Find every line in the material below that contains the string "fire" and copy each of those lines. Letter case counts when matching.
---
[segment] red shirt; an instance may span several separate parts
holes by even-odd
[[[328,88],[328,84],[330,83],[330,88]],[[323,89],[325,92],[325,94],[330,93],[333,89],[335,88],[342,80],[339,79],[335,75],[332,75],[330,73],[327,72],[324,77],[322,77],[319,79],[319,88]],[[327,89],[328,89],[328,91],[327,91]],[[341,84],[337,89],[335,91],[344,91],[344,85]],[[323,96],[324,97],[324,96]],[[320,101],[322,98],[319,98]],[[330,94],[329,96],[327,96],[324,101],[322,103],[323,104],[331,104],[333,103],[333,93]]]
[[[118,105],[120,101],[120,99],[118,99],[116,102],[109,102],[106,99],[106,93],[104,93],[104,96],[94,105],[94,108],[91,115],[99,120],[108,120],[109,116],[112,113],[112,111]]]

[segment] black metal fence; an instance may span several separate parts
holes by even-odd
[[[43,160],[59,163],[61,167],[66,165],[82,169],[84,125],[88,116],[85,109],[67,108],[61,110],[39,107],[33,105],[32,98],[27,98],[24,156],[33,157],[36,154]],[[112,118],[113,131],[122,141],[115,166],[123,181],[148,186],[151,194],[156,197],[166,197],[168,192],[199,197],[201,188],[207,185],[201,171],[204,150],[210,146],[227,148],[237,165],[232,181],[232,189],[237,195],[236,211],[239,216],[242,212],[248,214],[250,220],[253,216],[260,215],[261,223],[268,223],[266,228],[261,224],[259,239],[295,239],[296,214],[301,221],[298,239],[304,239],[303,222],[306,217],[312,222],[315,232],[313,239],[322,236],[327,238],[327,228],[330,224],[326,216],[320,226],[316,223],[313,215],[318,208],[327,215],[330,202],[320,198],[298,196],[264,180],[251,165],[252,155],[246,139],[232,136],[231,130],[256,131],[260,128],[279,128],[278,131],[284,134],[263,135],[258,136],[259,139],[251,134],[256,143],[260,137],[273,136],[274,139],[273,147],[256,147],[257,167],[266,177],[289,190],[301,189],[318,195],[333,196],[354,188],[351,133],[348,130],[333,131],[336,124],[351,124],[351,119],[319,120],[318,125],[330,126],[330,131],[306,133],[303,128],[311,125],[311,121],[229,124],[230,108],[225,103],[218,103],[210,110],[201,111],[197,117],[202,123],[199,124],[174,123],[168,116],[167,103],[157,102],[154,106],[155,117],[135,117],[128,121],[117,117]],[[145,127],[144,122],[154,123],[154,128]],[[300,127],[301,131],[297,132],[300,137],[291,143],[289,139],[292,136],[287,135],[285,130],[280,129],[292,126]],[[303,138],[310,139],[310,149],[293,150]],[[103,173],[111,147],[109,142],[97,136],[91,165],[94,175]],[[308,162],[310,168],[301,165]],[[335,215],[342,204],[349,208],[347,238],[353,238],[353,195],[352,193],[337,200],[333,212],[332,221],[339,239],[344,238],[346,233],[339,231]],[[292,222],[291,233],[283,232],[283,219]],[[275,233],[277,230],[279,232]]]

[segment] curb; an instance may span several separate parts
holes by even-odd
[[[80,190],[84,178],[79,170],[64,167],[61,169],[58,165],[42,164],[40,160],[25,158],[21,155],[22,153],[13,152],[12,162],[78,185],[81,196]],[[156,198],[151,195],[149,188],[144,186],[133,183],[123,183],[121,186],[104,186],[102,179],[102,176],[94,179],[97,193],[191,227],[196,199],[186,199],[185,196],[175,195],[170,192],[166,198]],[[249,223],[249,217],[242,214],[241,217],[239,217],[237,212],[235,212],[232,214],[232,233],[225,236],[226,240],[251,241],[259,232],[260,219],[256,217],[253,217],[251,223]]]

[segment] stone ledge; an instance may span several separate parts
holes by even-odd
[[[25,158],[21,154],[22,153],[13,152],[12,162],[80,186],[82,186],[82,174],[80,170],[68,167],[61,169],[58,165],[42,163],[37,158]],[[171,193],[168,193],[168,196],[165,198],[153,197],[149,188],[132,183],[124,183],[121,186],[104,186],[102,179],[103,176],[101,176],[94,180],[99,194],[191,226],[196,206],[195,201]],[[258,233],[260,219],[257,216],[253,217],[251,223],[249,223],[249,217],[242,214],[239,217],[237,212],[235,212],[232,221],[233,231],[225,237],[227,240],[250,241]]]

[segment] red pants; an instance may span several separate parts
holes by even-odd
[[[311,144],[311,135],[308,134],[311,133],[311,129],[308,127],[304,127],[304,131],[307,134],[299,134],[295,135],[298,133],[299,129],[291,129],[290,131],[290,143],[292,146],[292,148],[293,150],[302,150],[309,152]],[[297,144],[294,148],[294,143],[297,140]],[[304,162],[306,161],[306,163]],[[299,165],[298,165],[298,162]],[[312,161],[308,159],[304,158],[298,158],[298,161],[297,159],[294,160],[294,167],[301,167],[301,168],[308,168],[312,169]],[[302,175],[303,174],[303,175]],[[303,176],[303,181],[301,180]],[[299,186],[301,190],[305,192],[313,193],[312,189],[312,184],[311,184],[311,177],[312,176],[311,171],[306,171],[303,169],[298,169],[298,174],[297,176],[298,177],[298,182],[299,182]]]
---
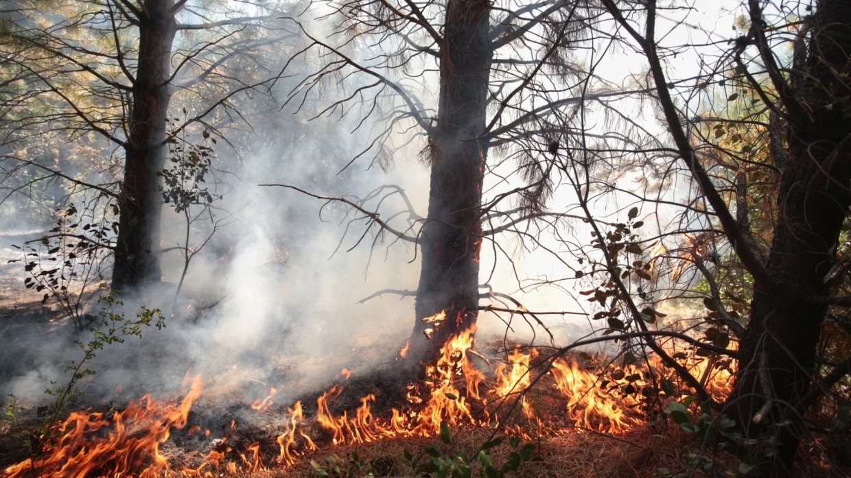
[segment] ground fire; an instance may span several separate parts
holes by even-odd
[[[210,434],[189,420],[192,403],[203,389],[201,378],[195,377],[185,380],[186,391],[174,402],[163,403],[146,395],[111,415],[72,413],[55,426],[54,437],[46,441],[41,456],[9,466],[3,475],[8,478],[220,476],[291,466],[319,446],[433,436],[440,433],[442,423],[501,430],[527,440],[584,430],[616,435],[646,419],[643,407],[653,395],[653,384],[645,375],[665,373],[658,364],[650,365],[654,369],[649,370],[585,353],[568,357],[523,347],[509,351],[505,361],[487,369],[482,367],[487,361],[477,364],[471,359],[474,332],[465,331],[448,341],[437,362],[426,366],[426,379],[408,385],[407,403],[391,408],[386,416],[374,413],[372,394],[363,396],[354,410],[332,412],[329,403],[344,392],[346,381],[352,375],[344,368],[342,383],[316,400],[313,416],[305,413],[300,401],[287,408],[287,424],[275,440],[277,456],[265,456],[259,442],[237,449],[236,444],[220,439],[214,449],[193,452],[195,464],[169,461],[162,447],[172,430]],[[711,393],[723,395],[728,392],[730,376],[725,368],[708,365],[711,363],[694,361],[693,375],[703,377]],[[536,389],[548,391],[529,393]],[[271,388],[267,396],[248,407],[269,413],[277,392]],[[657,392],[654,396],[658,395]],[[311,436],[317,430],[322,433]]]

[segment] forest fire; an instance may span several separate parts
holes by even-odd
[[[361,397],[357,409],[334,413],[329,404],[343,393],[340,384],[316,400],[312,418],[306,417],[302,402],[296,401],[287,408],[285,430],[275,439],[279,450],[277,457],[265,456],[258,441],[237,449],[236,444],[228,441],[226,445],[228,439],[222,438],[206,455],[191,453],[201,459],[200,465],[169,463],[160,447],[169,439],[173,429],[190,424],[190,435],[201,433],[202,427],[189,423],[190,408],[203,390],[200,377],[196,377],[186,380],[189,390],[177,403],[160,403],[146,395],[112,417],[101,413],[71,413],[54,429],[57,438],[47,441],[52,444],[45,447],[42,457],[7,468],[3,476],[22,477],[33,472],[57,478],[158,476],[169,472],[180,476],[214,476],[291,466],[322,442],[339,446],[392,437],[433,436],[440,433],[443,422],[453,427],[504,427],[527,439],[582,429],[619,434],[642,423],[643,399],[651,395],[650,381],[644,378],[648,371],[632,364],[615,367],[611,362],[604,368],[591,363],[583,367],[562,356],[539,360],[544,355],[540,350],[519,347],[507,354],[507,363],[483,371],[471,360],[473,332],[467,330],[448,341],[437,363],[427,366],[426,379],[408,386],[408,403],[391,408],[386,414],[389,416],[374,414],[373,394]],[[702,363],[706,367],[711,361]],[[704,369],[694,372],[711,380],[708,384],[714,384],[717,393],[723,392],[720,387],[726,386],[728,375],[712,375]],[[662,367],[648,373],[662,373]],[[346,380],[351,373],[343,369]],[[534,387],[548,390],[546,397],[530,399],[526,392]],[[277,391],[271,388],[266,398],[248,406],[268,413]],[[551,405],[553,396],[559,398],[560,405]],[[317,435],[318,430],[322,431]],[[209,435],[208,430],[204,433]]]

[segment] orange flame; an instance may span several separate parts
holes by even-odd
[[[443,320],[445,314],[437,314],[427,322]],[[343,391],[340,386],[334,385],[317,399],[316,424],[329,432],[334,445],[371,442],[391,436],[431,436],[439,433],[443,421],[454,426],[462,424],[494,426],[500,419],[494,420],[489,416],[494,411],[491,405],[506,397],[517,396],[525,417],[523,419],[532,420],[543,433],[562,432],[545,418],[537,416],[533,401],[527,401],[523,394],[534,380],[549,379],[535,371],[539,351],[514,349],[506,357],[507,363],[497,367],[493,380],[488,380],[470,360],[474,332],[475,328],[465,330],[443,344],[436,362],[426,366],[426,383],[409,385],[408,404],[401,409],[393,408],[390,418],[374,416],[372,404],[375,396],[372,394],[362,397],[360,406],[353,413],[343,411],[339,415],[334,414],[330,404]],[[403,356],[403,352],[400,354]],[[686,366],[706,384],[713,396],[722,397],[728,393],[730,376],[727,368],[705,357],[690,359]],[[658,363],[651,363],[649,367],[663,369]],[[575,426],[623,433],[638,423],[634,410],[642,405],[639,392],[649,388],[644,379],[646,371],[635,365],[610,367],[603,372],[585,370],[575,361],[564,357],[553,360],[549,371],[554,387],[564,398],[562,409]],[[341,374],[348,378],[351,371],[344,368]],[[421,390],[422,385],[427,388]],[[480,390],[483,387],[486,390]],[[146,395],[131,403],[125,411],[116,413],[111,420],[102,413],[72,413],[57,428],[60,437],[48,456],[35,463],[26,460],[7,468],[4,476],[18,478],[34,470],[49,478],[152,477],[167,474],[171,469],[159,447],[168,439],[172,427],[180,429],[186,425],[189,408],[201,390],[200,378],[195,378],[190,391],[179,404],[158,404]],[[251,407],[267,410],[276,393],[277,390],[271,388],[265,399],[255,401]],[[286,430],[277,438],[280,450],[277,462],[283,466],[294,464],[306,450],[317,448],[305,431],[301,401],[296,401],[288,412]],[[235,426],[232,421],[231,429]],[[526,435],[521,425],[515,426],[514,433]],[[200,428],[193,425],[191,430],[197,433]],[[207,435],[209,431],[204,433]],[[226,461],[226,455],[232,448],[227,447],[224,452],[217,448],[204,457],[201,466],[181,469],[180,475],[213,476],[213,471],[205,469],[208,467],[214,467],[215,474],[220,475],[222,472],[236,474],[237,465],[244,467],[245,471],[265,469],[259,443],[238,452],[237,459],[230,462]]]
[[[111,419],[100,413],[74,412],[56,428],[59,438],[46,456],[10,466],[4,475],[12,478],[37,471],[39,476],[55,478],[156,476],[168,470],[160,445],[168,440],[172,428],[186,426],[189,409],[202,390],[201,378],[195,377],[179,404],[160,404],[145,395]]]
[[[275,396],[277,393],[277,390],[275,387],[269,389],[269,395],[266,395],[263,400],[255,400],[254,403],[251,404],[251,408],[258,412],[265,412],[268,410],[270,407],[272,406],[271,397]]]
---
**REPLY:**
[segment] ground fire; an instance may span several separate parts
[segment] forest fire; an instance may span several separate parts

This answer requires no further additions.